• **Given instruction 1**
Return, word for word, the part of the forum thread on brewing a Proper Job clone that opens with the words containing "No 4 had the" and closes with "PJ reclaimed yeast.".

• **Source document**
Re: St Austell 'Proper Job'

Post by tubthumper » Fri Jan 08, 2010 3:38 pm

floydmeddler wrote:Cheers for the info Befuggled. Really appreciate you keeping us up to date. Would you believe I haven't tasted the stuff yet? Can't find it anywhere! Will brew a good clone regardless though as everyone seems to love it. :D
The stuff in M&S called cornish ale is proper job ( according to someone on another site)
worth having a look

befuggled

Re: St Austell 'Proper Job'

Post by befuggled » Sun May 30, 2010 6:18 pm

My latest update:

M&S Cornish is not Proper Job, but it is similar.
Firstly, it is 5% and not 5.5% (bottled that is, not PJ on draught).
In our opinion, M&S has much less aroma as in smell, and is less "smooth".

I have just compared my 4th and 5th attempts with bottled PJ and M&S (with a little assistance!)
No 4 had a little carapils and crystal - somewhat too sweet and full bodied, colour wrong but aroma quite close.
No 5 had just carapils - not really detectable, I think it added a bit of body, colour very close to PJ and M&S.
I now feel that PM only is the closest, maybe just a little carapils or mash at 68C. No crystal or wheat needed.

No 4 had the closest aroma, No 5 clearly had far too many steep hops, but it is mellowing very nicely - not PJ but even more IPA-ish.
I think I am missing some of the chinook's grapefruit in the final hop balance, so I am going to try some in the steep.
The use of US-05 instead of reclaim seemed to make little difference.

So attempt 6 brews on Tuesday (I hope):
50L, 75% eff, start 1.056, finish 1.013, 9EBC, 45EBU, PJ reclaimed yeast.
PM 12500gms
Chinook 12.7 55 90
Willamette 6.7 45 10
Cascade 6.3 45 10
Willamette 6.7 55 5
Willamette 6.7 55 0
Cascade 6.3 55 0
Chinook 12.7 30 0

I intend to steep at flameout for 15 minutes, with the boiler lid sealed, then whirlpool cool as fast as poss to 25C.

As always, comments and/or suggestions gratefully received!
Cooldad and Rick-Huggins, how did you get on? Floydmeddler - have you done any yet?

I still have a single bottle of my 2nd attempt and a minikeg of my first, I am hoarding these for a comparison once 6 is ready. No 3 was too far out to be worth considering.

• **Given entries**

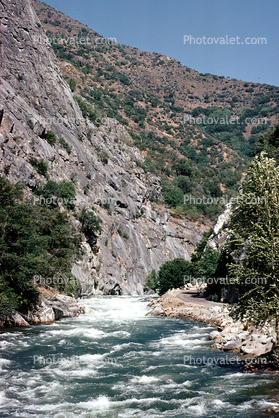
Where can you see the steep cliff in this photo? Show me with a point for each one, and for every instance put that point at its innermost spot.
(137, 234)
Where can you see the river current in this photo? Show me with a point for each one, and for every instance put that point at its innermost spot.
(117, 362)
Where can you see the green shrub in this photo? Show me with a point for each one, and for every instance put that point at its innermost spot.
(51, 137)
(35, 241)
(40, 166)
(90, 226)
(65, 145)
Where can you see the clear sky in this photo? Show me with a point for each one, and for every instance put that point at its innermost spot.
(160, 26)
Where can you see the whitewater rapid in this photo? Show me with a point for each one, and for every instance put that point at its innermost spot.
(118, 362)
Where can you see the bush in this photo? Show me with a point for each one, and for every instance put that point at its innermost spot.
(90, 226)
(40, 166)
(72, 84)
(51, 137)
(151, 281)
(65, 145)
(35, 241)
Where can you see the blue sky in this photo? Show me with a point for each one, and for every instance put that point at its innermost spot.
(160, 26)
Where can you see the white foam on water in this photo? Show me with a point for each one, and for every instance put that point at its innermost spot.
(85, 332)
(101, 403)
(198, 410)
(3, 363)
(6, 344)
(119, 334)
(145, 379)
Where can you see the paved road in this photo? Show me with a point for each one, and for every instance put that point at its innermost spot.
(190, 296)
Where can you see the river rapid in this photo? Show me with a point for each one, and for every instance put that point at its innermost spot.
(117, 362)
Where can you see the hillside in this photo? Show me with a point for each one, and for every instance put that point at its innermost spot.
(45, 143)
(161, 103)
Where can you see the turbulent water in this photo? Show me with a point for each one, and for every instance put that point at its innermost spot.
(116, 362)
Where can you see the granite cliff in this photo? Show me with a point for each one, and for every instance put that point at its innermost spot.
(138, 235)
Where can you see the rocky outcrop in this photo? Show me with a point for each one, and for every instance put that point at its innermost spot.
(137, 234)
(229, 336)
(52, 306)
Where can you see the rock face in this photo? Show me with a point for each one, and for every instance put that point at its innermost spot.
(52, 306)
(137, 235)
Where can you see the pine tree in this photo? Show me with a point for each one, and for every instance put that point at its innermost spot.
(254, 242)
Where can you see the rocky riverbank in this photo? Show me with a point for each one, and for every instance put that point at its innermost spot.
(229, 335)
(52, 306)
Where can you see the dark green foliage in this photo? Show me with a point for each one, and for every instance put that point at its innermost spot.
(122, 233)
(151, 281)
(103, 157)
(40, 166)
(65, 145)
(51, 137)
(269, 142)
(90, 226)
(72, 84)
(35, 241)
(254, 242)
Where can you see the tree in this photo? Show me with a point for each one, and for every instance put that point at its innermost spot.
(254, 243)
(34, 241)
(151, 281)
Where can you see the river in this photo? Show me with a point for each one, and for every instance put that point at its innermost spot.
(117, 362)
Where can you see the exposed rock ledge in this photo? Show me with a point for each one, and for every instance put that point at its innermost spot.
(52, 306)
(229, 336)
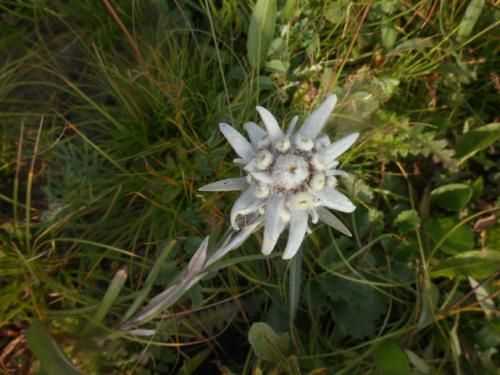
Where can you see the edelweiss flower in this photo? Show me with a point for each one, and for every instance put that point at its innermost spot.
(291, 176)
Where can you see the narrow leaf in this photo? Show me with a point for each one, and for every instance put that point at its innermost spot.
(261, 31)
(52, 359)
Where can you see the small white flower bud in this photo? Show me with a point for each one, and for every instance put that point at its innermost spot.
(303, 143)
(264, 159)
(331, 181)
(317, 163)
(301, 201)
(283, 145)
(317, 182)
(262, 191)
(322, 142)
(285, 215)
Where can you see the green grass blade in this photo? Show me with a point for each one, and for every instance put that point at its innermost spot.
(52, 359)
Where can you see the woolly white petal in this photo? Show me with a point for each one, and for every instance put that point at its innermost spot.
(330, 219)
(273, 223)
(255, 132)
(229, 184)
(244, 205)
(296, 234)
(335, 200)
(317, 120)
(292, 125)
(239, 143)
(273, 129)
(337, 148)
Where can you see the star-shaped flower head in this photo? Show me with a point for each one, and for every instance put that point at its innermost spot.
(290, 176)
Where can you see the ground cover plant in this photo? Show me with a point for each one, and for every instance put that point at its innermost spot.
(110, 113)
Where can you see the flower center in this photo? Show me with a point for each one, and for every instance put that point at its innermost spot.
(290, 172)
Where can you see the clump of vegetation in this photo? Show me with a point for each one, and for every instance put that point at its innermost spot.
(109, 125)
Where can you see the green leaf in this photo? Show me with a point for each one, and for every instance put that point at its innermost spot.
(475, 263)
(476, 140)
(489, 336)
(470, 18)
(460, 240)
(150, 281)
(277, 66)
(452, 197)
(295, 283)
(390, 359)
(261, 31)
(110, 297)
(493, 238)
(52, 359)
(356, 307)
(193, 364)
(289, 10)
(268, 345)
(407, 221)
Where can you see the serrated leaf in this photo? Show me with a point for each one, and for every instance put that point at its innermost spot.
(460, 240)
(476, 140)
(266, 344)
(407, 221)
(452, 197)
(261, 31)
(52, 359)
(475, 263)
(390, 359)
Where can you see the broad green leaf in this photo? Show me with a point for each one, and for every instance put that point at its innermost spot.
(389, 34)
(390, 359)
(277, 66)
(268, 345)
(407, 221)
(150, 281)
(493, 238)
(289, 10)
(489, 336)
(452, 197)
(52, 359)
(475, 263)
(430, 298)
(261, 31)
(110, 296)
(476, 140)
(459, 240)
(356, 307)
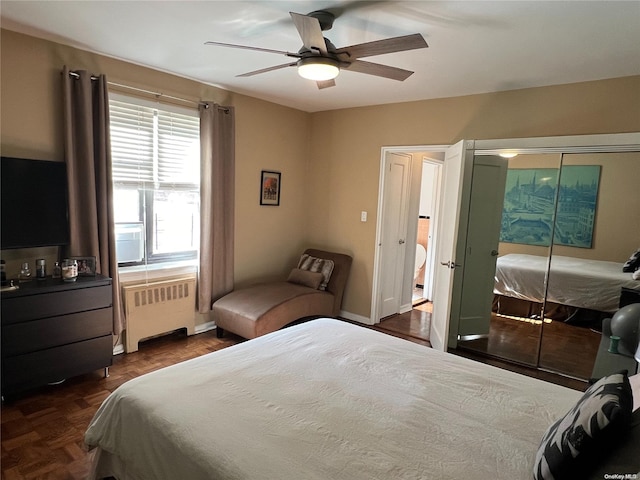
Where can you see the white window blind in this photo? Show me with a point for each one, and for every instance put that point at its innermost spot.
(155, 151)
(154, 146)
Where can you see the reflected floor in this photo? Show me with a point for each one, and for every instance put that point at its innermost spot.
(568, 349)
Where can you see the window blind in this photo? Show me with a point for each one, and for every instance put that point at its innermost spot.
(152, 146)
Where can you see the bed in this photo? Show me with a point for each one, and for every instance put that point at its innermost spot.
(576, 282)
(325, 400)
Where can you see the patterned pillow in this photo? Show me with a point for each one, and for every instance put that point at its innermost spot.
(305, 278)
(570, 445)
(315, 264)
(633, 263)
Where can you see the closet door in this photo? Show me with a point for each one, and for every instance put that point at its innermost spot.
(596, 230)
(526, 209)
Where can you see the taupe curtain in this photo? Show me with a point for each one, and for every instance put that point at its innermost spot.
(217, 191)
(88, 158)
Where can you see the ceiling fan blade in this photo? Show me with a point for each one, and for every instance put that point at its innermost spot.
(268, 69)
(326, 83)
(310, 32)
(389, 45)
(378, 70)
(258, 49)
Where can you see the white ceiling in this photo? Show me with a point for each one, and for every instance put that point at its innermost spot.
(474, 46)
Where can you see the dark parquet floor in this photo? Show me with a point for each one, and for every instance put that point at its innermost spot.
(42, 433)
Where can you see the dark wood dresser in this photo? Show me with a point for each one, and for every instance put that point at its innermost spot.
(53, 330)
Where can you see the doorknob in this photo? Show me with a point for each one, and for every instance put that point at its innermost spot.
(450, 264)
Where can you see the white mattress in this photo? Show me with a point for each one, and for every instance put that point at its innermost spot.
(576, 282)
(326, 400)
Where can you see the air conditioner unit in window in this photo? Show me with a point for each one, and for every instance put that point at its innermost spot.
(129, 242)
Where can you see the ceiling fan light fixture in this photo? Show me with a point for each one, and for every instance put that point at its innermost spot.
(318, 68)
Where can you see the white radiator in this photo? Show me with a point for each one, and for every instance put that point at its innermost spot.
(159, 307)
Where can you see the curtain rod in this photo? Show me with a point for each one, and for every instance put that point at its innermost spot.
(155, 94)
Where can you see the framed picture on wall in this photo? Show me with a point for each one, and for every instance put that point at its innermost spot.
(270, 188)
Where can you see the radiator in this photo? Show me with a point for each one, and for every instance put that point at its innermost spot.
(160, 307)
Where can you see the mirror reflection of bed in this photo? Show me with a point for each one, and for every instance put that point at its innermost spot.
(550, 300)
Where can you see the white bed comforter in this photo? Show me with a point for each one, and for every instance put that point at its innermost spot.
(576, 282)
(326, 400)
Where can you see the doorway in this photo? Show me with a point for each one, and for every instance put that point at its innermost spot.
(396, 273)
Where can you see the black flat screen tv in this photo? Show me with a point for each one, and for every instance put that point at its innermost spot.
(33, 208)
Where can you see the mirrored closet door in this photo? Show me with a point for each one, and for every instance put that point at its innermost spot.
(569, 221)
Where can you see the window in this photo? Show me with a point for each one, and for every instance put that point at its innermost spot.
(155, 151)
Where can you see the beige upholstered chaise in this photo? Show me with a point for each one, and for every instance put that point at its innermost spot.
(263, 308)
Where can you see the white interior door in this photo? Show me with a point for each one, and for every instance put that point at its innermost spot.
(481, 250)
(448, 228)
(394, 229)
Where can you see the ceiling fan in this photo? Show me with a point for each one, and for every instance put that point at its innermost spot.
(320, 60)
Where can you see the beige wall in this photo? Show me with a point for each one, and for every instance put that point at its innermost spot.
(268, 136)
(345, 150)
(329, 160)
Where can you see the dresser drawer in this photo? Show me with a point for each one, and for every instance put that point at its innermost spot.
(22, 372)
(33, 307)
(24, 337)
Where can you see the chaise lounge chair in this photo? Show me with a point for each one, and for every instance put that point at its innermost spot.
(314, 288)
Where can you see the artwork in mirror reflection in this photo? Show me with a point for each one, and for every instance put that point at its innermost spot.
(529, 205)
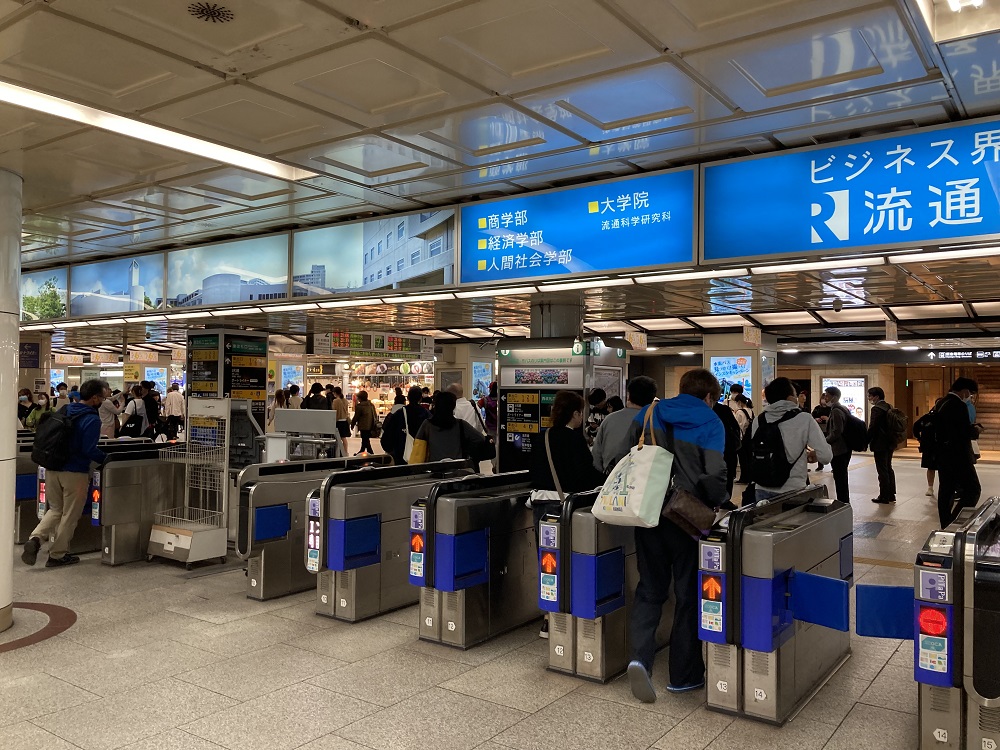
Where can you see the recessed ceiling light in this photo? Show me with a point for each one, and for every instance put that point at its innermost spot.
(67, 110)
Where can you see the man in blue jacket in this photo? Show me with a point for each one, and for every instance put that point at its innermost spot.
(666, 551)
(66, 489)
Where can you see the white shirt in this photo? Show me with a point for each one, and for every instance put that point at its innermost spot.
(173, 404)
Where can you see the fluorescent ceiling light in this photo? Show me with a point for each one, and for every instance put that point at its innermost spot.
(497, 292)
(822, 265)
(420, 298)
(721, 273)
(592, 284)
(290, 308)
(182, 316)
(979, 252)
(351, 302)
(235, 311)
(67, 110)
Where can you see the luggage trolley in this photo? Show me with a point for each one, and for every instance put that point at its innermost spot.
(357, 537)
(271, 531)
(774, 583)
(474, 556)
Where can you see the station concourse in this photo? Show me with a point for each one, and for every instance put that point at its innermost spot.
(260, 202)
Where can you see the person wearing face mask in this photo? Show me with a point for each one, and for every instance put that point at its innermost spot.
(44, 406)
(25, 405)
(953, 436)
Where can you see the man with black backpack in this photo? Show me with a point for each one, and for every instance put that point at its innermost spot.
(781, 438)
(65, 445)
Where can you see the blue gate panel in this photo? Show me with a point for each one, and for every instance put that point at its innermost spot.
(271, 522)
(820, 600)
(884, 611)
(353, 542)
(597, 583)
(461, 561)
(26, 487)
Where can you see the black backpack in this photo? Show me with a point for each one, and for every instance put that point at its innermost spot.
(53, 440)
(770, 466)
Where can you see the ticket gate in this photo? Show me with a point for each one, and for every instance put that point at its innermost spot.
(271, 531)
(358, 539)
(474, 556)
(774, 584)
(587, 575)
(952, 613)
(126, 492)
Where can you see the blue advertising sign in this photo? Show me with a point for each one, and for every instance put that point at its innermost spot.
(936, 184)
(626, 224)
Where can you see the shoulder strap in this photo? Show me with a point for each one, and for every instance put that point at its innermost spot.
(552, 467)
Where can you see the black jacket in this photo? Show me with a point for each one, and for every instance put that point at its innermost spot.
(572, 458)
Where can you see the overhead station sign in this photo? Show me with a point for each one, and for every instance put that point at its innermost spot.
(623, 225)
(901, 189)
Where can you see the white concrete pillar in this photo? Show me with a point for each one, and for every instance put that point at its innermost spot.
(10, 313)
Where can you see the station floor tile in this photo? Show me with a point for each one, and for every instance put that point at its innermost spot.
(165, 659)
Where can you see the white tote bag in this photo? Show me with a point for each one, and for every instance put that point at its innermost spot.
(634, 493)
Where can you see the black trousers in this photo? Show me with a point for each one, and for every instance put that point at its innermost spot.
(839, 467)
(956, 477)
(666, 553)
(886, 476)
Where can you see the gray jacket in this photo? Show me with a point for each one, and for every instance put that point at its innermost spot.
(612, 443)
(796, 434)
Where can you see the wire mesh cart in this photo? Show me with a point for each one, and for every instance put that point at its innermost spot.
(197, 530)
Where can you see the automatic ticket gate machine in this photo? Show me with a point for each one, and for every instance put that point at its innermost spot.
(474, 556)
(774, 582)
(952, 613)
(271, 533)
(357, 537)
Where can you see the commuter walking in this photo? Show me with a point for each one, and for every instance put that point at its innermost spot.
(782, 437)
(953, 436)
(173, 409)
(822, 415)
(612, 443)
(66, 487)
(835, 438)
(666, 552)
(365, 419)
(398, 425)
(882, 441)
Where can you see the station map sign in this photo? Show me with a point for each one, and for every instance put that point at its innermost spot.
(623, 225)
(927, 186)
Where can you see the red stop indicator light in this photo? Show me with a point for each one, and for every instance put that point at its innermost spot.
(548, 563)
(711, 588)
(932, 621)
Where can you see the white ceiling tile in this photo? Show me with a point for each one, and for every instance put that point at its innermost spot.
(57, 55)
(517, 45)
(370, 82)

• **Given instruction 2**
Give only the number of lines in the records above that contain the string "radiator", counting only matches with the same case.

• **Output 1**
No 4 had the closest aroma, No 5 clearly had far too many steep hops, but it is mellowing very nicely - not PJ but even more IPA-ish.
I think I am missing some of the chinook's grapefruit in the final hop balance, so I am going to try some in the steep.
The use of US-05 instead of reclaim seemed to make little difference.

So attempt 6 brews on Tuesday (I hope):
50L, 75% eff, start 1.056, finish 1.013, 9EBC, 45EBU, PJ reclaimed yeast.

• **Output 2**
2